● **Work required**
Keep only the lines of the data below that contain "sample", and copy them.

(Collection entries)

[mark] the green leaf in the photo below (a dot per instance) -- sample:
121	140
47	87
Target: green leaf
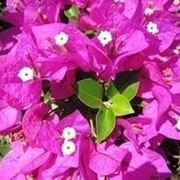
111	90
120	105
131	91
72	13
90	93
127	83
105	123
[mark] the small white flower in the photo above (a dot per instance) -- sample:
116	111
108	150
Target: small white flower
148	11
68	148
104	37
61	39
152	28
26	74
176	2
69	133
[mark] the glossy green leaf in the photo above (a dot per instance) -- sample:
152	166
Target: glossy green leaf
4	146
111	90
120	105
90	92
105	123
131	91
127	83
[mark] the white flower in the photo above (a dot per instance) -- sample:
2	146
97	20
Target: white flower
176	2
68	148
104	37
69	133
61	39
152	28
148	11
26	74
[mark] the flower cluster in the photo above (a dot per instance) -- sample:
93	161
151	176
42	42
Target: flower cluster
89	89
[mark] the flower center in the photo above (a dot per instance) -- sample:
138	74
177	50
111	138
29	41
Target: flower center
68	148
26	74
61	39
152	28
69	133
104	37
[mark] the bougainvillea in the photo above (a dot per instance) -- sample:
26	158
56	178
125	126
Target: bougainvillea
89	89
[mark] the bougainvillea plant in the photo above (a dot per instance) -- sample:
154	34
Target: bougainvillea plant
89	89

● **Response to the exercise**
[mark] the green leaf in the photo below (a dot per instance) -- sample:
[mark] the small white flower in the photo above (a dot per instance) -- sample:
[mark] the glossy green leaf in the photo above (a dot per instance) -- sample:
[mark] the white flower in the photo above (a dot per instance) -- sample:
[mark] the flower cluster in the photo above (a dot per instance) -- sample:
[mark] the flower center in the photo above (a dot per instance) -- sample:
[mark] the bougainvillea in the photo above (a dot per instance) -- sample:
[mark] the bougainvillea plant in the photo above (a dot per instance) -- sample:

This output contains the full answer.